▸ Working data
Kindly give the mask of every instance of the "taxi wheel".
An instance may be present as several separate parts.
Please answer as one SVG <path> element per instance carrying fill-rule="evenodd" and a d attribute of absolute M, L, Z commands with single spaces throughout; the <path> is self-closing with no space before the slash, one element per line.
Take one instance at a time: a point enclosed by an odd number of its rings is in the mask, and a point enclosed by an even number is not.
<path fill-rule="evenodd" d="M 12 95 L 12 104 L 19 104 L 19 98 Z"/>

▸ Short exercise
Output the material above exactly as it stands, line for line.

▸ Response
Kindly give the mask of every instance of the "taxi wheel".
An instance may be present as several separate parts.
Please answer as one SVG <path> element per instance carrying fill-rule="evenodd" and a d attribute of absolute M, L, Z commands with single spaces throughout; the <path> is self-closing with no space before the slash, one element per line.
Take one instance at a time: a point enclosed by an odd number of its rings is in the mask, and a point enclosed by an even number is not.
<path fill-rule="evenodd" d="M 12 95 L 12 104 L 19 104 L 19 98 Z"/>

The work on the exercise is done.